### [Belge Metni]
_ _ _
Bu çalışmada öğretmen adaylarının bireysel olarak çözmekte zorlandığı modelleme etkinliklerini grup çalışması ile tekrar çözdüklerinde nasıl bir durumun ortaya çıktığı gözlenmiştir. Bireysel çalışmalarda, bütün etkinliklerde verilen cevapların yarıya yakını doğru cevap iken grup çalışmasında verilen cevapların neredeyse üçte ikisinin doğru cevap olması, Zawojewski, Lesh ve English’in (2003) çalışmalarında da yer alan grup çalışmasının önemini destekler nitelikte bir bulgu olmuştur. Bazı gruplarda, bireysel olarak çalıştıklarında hiçbir soruya doğru cevap veremeyen grup üyeleri grup çalışmasında sorulara doğru cevaplar vermişlerdir. Bu durum grup çalışmasında bir problemi çözmek için, öğrencilerin işbirliği içinde birlikte karar verip çözüm sürecini birlikte yaşamaları, problem hakkında sahip oldukları fikirleri birleştirerek ortaklaşa bir matematiksel anlam oluşturmaları, matematik bilgilerini en üst düzeyde kullanmasına yardımcı olduğu şeklinde yorumlanabilir. Bununla birlikte gruplarda bir ya da iki kişinin baskın rolde olması diğer bireylerin fikir beyan etmelerinde bir adım geri durmalarına neden olabileceği göz ardı edilmemelidir. Bu durumun, paylaşılan fikirlerin beyin fırtınası etkinliğine dönüştürülmesine, fikir paylaşımında baskın olanların dinlemeye geçmelerine ve katılım göstermeyenlerin de fikir paylaşımında bulunmalarına neden olduğu söylenebilir. Grup çalışmalarının grupta ki rolü ne olursa olsun problem çözme hedefi doğrultusunda bireylerin fikir paylaşımında bulunarak sonuca gidecek pratikler gerçekleştirmelerine neden olmuştur.

İlköğretim öğretim programına da giren Polya’nın (1973) problem çözme adımlarından en sonuncusu olan kontrol etme, modelleme etkinliklerinde öğrenciler tarafından devamlı yapılması gereken bir adımdır. Alışılagelmiş sorularda sonuca ulaştıktan sonra kontrol mümkünken, modelleme etkinliklerinde öğrencilerin neredeyse her attığı adımda tekrar bir kontrol yapması, dolayısıyla kontrol mekanizmasını devreye

(20)
_ _ _
### [Alıntılanan Kayıtlar]
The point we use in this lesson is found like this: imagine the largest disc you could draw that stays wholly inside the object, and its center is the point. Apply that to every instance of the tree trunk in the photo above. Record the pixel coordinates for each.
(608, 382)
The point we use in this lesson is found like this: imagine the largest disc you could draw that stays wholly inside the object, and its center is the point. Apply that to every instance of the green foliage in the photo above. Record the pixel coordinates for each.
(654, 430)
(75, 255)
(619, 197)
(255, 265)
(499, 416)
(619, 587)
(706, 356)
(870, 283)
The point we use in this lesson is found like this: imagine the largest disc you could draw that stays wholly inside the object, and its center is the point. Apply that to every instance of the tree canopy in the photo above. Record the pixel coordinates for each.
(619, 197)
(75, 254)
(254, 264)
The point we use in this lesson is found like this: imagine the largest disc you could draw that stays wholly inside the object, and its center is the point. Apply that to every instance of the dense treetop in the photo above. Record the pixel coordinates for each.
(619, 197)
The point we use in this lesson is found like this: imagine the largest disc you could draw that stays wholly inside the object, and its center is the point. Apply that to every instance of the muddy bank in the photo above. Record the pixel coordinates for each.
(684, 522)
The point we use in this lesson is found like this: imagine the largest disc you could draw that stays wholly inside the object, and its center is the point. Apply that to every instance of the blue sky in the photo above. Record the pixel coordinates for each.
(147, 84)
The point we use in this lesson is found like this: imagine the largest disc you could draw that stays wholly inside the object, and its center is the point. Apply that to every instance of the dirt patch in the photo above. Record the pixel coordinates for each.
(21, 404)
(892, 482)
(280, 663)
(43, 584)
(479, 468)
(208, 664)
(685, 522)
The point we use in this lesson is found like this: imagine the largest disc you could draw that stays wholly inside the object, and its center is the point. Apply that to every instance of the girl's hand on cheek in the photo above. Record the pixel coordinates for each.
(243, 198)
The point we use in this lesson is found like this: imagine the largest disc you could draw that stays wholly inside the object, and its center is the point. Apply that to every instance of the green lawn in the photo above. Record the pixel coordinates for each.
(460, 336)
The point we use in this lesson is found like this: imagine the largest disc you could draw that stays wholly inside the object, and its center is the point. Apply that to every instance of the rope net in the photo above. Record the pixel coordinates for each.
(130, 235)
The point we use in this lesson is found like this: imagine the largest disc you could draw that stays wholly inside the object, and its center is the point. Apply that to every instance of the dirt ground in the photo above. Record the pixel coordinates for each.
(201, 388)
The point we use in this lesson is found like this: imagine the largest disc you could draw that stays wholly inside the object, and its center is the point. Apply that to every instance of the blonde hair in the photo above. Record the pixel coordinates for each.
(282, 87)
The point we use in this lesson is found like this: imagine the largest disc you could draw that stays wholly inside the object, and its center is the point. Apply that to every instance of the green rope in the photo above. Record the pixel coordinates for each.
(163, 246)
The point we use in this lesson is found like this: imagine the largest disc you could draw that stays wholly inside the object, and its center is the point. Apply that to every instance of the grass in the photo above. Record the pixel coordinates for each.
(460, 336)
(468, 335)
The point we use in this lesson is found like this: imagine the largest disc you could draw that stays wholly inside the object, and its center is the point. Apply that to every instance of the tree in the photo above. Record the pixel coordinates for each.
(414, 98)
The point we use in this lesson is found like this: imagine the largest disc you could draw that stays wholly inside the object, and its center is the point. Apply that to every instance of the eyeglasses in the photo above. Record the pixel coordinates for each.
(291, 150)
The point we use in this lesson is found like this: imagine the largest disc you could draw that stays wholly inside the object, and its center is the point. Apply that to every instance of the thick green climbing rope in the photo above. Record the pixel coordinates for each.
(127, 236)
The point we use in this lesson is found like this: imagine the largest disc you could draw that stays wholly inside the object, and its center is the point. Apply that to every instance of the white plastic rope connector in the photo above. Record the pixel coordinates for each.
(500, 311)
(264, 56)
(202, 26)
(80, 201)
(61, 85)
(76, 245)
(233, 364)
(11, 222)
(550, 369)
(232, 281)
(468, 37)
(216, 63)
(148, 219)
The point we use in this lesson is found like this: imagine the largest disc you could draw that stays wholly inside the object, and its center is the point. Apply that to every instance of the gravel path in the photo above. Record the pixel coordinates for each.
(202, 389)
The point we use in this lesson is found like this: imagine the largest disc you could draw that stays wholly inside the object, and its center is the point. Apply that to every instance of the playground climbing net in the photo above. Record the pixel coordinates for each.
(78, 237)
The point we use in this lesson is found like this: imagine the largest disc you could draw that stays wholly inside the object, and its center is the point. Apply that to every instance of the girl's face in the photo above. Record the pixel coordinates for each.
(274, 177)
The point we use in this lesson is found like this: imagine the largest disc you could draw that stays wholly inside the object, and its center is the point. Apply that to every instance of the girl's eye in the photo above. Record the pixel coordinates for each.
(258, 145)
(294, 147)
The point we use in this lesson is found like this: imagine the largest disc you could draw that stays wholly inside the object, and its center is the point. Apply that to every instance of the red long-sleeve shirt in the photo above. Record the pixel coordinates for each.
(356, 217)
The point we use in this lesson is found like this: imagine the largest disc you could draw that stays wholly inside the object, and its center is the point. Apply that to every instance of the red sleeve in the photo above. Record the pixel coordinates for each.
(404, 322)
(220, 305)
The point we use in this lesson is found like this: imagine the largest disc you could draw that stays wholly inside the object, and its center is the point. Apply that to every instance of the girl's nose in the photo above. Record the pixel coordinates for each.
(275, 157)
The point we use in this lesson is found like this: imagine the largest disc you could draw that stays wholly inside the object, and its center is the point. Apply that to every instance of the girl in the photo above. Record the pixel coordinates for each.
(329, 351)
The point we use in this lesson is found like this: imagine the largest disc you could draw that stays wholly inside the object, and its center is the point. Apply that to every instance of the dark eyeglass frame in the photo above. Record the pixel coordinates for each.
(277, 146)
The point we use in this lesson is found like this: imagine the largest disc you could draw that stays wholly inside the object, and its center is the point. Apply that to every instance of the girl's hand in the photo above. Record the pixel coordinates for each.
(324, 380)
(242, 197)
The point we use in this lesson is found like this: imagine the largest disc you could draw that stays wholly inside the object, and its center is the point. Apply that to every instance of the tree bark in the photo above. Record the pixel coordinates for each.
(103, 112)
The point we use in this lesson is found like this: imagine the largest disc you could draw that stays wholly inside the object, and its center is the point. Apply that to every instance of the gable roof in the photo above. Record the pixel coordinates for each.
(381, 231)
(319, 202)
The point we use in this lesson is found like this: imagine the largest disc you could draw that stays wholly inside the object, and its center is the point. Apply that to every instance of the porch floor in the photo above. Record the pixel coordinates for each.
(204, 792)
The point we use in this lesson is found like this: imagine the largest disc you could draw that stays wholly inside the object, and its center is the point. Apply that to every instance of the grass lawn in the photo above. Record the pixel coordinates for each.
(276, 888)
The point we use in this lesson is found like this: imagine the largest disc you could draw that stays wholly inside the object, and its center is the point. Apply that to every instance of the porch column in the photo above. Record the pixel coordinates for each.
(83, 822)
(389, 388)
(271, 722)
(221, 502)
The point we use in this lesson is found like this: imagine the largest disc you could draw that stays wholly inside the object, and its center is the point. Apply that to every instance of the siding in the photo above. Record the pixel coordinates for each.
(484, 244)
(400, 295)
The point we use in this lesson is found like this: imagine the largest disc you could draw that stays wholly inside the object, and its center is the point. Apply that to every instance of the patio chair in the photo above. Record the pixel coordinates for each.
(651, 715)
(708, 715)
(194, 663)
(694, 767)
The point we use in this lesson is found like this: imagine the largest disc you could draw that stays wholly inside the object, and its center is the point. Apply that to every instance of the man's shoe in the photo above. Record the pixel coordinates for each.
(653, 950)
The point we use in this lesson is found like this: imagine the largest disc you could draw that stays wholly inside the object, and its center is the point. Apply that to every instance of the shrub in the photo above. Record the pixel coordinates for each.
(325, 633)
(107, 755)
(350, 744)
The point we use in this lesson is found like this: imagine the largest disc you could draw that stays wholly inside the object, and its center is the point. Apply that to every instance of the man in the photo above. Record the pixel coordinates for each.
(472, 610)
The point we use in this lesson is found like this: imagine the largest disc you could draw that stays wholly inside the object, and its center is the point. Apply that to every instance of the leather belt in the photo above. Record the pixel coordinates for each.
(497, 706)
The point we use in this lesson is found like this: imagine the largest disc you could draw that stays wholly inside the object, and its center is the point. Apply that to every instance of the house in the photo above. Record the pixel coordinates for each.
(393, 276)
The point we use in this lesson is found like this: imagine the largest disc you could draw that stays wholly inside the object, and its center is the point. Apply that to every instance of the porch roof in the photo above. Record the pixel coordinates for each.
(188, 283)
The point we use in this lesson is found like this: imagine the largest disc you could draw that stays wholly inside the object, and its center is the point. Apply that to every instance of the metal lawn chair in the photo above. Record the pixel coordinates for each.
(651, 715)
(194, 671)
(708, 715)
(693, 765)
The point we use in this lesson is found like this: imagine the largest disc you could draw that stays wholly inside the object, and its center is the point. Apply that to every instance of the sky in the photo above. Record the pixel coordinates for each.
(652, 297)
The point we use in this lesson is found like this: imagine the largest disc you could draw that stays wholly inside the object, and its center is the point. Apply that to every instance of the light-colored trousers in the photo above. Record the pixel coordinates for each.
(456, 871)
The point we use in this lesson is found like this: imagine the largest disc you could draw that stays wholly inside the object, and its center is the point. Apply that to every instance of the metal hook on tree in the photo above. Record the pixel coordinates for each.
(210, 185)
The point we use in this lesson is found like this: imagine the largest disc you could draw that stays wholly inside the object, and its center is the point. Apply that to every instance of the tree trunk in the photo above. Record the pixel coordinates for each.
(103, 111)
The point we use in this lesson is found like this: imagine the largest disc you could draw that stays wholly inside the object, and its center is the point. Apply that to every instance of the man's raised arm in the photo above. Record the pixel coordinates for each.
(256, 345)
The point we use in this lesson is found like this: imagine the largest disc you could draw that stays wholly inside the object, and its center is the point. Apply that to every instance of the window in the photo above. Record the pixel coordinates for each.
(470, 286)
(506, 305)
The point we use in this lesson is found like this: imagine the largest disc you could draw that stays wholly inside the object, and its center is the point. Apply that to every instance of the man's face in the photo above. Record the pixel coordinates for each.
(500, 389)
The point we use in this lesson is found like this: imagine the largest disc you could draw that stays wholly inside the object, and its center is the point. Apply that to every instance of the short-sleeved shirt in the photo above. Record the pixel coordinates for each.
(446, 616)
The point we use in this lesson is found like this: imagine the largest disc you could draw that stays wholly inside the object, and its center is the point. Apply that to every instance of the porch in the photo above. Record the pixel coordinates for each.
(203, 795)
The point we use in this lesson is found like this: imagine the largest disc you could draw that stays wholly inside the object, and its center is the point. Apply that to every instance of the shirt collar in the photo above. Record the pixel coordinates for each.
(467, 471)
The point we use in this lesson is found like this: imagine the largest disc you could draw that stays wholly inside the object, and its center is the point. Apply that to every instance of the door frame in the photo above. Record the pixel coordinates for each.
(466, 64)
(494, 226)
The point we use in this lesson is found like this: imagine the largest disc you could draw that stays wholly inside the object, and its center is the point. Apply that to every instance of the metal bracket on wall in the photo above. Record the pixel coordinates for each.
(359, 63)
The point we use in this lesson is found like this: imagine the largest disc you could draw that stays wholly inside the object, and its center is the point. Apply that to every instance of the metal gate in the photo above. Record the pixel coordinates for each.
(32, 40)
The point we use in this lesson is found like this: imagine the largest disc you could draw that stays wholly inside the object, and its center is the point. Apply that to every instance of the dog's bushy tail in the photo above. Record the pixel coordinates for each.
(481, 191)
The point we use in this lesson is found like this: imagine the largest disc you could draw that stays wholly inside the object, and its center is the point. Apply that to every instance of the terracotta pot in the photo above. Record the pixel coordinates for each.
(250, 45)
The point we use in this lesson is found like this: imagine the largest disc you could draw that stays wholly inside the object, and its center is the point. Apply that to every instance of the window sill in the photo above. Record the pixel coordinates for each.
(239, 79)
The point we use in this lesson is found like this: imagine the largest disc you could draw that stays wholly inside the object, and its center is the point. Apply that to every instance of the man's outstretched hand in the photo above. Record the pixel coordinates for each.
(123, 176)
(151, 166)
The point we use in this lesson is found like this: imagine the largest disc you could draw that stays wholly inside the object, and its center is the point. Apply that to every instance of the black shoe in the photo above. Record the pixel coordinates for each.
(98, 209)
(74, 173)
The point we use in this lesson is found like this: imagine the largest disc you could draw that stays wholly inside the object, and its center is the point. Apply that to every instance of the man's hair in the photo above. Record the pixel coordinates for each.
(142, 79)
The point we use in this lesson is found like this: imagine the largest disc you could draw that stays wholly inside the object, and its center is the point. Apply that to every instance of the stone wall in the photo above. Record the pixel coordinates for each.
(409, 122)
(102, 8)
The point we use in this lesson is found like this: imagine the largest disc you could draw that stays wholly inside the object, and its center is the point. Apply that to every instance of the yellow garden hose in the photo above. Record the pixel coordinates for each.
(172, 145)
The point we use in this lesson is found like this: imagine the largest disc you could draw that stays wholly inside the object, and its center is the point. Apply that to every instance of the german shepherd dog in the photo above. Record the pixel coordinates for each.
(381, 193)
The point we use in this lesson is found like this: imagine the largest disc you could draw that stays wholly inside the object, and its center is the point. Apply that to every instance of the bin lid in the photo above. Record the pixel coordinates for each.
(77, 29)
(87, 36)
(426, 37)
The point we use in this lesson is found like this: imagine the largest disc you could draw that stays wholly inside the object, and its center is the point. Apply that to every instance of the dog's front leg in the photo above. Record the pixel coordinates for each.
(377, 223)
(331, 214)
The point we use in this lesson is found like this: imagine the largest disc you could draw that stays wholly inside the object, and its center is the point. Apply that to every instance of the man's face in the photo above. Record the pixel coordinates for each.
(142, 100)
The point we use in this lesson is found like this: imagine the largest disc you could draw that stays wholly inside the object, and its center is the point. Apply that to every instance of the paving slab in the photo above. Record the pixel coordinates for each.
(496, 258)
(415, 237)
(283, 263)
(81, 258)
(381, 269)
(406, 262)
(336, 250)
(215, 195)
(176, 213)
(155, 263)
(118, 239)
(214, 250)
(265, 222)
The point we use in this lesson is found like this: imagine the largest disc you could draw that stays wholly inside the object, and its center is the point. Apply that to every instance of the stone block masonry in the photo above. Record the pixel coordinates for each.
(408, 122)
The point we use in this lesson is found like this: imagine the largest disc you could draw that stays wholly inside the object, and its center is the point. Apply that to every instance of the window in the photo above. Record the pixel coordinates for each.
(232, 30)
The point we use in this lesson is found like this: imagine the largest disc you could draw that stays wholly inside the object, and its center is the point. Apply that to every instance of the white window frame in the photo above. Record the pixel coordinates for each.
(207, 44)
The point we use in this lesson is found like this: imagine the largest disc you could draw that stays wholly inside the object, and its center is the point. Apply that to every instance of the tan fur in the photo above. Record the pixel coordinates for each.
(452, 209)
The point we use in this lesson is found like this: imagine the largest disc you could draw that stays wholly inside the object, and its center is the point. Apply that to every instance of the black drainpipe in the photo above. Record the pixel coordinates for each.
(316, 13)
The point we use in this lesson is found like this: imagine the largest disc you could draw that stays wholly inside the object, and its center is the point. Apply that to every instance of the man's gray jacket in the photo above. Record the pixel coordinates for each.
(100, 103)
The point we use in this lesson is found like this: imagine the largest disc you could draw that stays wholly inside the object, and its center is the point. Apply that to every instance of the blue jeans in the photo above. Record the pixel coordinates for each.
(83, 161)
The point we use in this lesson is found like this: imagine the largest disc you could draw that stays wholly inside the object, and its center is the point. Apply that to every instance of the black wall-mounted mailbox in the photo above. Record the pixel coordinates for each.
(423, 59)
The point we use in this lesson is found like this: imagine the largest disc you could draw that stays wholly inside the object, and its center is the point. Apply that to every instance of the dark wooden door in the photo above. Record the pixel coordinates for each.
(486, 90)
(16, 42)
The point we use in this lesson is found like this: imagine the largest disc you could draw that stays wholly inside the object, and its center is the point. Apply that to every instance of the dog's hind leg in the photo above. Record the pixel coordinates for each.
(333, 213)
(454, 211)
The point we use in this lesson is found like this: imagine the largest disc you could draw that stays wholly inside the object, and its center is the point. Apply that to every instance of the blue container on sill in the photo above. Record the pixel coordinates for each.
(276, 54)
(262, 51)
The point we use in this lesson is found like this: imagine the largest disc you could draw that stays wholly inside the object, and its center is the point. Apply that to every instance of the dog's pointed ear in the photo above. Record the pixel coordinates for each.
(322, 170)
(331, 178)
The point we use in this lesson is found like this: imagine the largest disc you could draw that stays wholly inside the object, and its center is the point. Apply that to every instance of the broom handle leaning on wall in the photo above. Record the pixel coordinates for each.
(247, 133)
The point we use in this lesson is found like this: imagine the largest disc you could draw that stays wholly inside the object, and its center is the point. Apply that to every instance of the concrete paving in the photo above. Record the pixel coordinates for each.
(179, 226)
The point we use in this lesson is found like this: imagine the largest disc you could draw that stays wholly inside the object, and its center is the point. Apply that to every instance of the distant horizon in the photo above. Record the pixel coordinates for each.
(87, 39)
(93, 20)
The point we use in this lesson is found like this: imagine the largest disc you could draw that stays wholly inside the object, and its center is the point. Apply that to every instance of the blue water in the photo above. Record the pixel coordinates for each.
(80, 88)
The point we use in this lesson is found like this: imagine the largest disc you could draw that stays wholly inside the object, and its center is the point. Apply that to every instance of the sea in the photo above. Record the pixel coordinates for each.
_ _ _
### [Yazılı Görev 1]
Modelleme etkinlikleri ve grup çalışmasıyla ilgili metne göre, tek başına çalışırken hiçbir soruyu doğru cevaplayamayan bazı grup üyeleri grup çalışmasında nasıl doğru cevap verebilmiştir? Metnin gösterdiği nedeni bir iki cümleyle açıklayın.
### [Yazılı Görev 2]
Modelleme etkinlikleri ve grup çalışmasıyla ilgili metne göre aşağıdaki soruları cevaplayın.
(a) Bireysel çalışmalarda verilen cevapların ne kadarı doğrudur?
(b) Gruplarda bir ya da iki kişinin baskın rolde olması neye yol açabilir?
(c) Polya'nın problem çözme adımlarının sonuncusu hangisidir?
### [Yazılı Görev 3]
Modelleme etkinlikleri ve grup çalışmasıyla ilgili metni kaldığı yerden sürdürün.

### [Doğru Cevap 1]
Grup çalışmasında öğrenciler işbirliği yaparak birlikte karar verir ve çözüm sürecini birlikte yaşar. Problemle ilgili fikirlerini birleştirip ortak bir matematiksel anlam oluştururlar. Bu da matematik bilgilerini en üst düzeyde kullanmalarına yardım eder.

### [Doğru Cevap 2]
(a) Yarıya yakını.
(b) Diğer kişilerin fikirlerini söylemekte bir adım geri durmasına.
(c) Kontrol etme.

### [Doğru Cevap 3]
sokması gerekmektedir. Hâlbuki öğrencilerin problem çözme ile ilgili kritik davranışları gerçekleştirme düzeylerinin incelendiği bir araştırmada, öğrencilerin şekil veya şema çizme ve problemin doğruluğunu kontrol etme davranışlarını gösteremedikleri ortaya çıkmıştır (Kaytancı, 1998). Başka bir çalışmada da öğrencilerin özellikle problem çözme testindeki kontrol sorularında diğer sorulara oranla daha başarısız oldukları gözlenmiştir (Özsoy, 2005). Kontrol aşaması, seçilen çözüm yolunun, işlemlerin ve elde edilen sonucun kontrol edilmesi davranışlarını gerektirmektedir. Polya’nın problem çözme basamağındaki bu son adımın öğrenciler tarafından sık kullanılmadığı söylenmektedir. Fakat öğrenciye sorulursa, bunu kâğıt üzerinde veya işlemlerle yapmıyor, cevabı bulduktan sonra kısa bir süre hızlıca göz gezdirip kontrol ettiğini söylemektedir. Hatta bu “kontrol etme” veya “doğrulama” basamağını öğrencilerin çoğunlukla kullandıkları formülleri kontrol etme, rakamları doğru yazıp yazmadığını kontrol etme, işlemlerini kontrol etme şeklinde yaptığı bilinmektedir (Nakiboğlu ve Kalın, 2009). Bu da öğrencilerin problem deyince hep algoritmik soruları düşündükleri ve soruların sonuçlarını yorumlamadıkları sonucuna götürmektedir. Ancak, öğrencilerin bir şekilde, sonuçlarını kontrol etmeye çalışmakta olduğu da belirlenmiştir. Bu anlamda modelleme etkinliklerinde de öğretmen adaylarının zihinden gerçekleştirebileceği bir kontrolün olabileceği ve şekil dâhil modellemeyi gerçekleştirebilmesi için neredeyse problem çözümünün her basamağında kontrol ettiği söylenebilir.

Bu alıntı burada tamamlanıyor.